## YOUR TASK
Restate the records in their entirety, word for word.

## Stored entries
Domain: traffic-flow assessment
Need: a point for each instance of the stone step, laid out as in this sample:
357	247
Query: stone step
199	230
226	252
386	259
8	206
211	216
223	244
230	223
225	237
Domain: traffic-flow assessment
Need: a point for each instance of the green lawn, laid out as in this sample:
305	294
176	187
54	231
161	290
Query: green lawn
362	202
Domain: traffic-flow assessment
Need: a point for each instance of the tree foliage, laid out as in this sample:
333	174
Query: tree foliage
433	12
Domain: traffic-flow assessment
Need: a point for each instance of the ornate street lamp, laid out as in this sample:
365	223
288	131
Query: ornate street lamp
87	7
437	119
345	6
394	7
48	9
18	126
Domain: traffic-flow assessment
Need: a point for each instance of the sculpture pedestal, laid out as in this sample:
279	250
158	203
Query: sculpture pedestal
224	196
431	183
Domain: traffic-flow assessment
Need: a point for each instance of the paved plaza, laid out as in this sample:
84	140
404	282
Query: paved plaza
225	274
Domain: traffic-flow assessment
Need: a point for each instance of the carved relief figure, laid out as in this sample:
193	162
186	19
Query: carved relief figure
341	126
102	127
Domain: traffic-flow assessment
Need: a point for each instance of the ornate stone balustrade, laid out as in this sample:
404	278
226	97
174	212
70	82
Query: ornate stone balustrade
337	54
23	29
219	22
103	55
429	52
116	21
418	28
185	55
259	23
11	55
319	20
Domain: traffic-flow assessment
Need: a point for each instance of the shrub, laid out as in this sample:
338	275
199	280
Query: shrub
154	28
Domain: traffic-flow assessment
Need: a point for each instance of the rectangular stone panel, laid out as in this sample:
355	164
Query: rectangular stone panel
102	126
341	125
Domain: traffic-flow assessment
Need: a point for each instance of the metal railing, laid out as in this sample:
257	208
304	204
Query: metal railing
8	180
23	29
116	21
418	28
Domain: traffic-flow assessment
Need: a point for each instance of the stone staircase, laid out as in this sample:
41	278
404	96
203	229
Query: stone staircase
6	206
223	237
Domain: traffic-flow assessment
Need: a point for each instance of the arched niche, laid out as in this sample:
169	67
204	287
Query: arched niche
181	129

## REPLY
Domain: traffic-flow assessment
Need: a point for each instance of the stone step, laid out as in this sample:
357	247
Query: stone step
199	230
226	252
386	259
8	206
211	216
223	244
230	223
225	237
Domain: traffic-flow assessment
Need: a point for each instance of the green lawn, laid out as in this sample:
305	294
176	187
54	231
161	290
Query: green lawn
362	202
Domain: traffic-flow assessment
Need: a point for each instance of the tree foliage, laid out as in this sample:
333	174
Query: tree foliage
433	12
Domain: traffic-flow assessment
Need: a point for each instance of the ornate street lamp, laid out as in this sample:
365	223
288	131
Query: ornate street lamp
87	7
437	119
345	6
394	7
48	9
18	126
Domain: traffic-flow assessment
Need: a point for each instance of the sculpture pedestal, laid out as in this sample:
279	250
158	203
Query: sculpture pedestal
224	196
431	183
Domain: traffic-flow assessment
Need: a point for each instance of the paved plaza, laid out as in this sample:
84	140
404	282
Query: paved plaza
225	274
Domain: traffic-flow assessment
Need: a point for each instance of the carved relief figure, laid out as in this sample:
193	162
186	19
Query: carved relief figure
341	126
102	127
Domain: traffic-flow assessment
Need: a point for each instance of the ornate stone balustrade, laid out as in this sample:
404	278
226	97
174	212
70	82
Query: ornate stone balustrade
337	54
23	29
219	22
103	55
429	52
116	21
418	28
185	55
259	23
11	55
319	20
Domain: traffic-flow assessment
Need: a point for each instance of the shrub, laid out as in this sample:
338	275
199	280
Query: shrub
154	28
Domain: traffic-flow assessment
Need: a point for each instance of the rectangular stone panel, laid out as in this sample:
355	164
Query: rectangular stone panel
102	126
341	125
Domain: traffic-flow assessment
Need: a point for each instance of the metal railing, laid out as in this sample:
257	208
304	204
Query: metal railing
8	180
23	29
116	21
418	28
Domain: traffic-flow assessment
Need: a point for each instance of the stone staircase, laid out as in this sample:
41	278
404	96
203	229
Query: stone staircase
6	206
223	237
Domain: traffic-flow assessment
Need: a point for each instance of the arched niche, laid out as in this sample:
169	67
204	287
Query: arched niche
181	129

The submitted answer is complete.